- **Task to carry out**:
Starting with the first line of the records, write out each line exactly until you have included the line containing "rough mask: <svg".

- **Information given**:
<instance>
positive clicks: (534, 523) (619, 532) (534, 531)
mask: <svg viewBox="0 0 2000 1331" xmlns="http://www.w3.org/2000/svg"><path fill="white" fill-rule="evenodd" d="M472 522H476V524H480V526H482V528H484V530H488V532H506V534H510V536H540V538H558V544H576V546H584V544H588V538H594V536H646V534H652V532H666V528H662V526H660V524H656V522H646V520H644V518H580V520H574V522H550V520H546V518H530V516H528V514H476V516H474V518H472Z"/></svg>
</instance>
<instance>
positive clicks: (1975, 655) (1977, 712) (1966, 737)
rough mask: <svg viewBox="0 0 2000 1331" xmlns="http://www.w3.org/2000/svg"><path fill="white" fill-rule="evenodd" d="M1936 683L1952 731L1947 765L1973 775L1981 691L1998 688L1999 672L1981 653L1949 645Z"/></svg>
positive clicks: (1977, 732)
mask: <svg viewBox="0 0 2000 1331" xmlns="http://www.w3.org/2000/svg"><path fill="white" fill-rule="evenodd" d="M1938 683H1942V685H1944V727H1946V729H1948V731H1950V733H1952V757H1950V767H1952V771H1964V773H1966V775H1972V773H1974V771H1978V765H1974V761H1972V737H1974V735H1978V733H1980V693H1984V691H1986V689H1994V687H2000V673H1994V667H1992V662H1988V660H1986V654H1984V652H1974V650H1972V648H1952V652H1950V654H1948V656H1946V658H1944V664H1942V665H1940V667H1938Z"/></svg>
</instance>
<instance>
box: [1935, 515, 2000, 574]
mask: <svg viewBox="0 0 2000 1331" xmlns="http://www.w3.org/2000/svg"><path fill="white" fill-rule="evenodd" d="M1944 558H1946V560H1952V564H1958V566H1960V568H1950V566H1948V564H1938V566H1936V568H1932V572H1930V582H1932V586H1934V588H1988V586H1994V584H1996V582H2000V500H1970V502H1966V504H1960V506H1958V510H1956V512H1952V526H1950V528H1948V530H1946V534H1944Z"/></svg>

- **Problem solution**:
<instance>
positive clicks: (534, 523) (619, 532) (534, 531)
mask: <svg viewBox="0 0 2000 1331" xmlns="http://www.w3.org/2000/svg"><path fill="white" fill-rule="evenodd" d="M472 522H476V524H480V526H482V528H484V530H488V532H506V534H510V536H540V538H558V544H576V546H584V544H588V538H594V536H646V534H652V532H666V528H662V526H660V524H656V522H646V520H644V518H580V520H574V522H550V520H546V518H530V516H528V514H476V516H474V518H472Z"/></svg>
</instance>
<instance>
positive clicks: (1975, 655) (1977, 712) (1966, 737)
rough mask: <svg viewBox="0 0 2000 1331" xmlns="http://www.w3.org/2000/svg"><path fill="white" fill-rule="evenodd" d="M1936 683L1952 731L1947 765L1973 775L1981 691L1998 688L1999 672L1981 653L1949 645Z"/></svg>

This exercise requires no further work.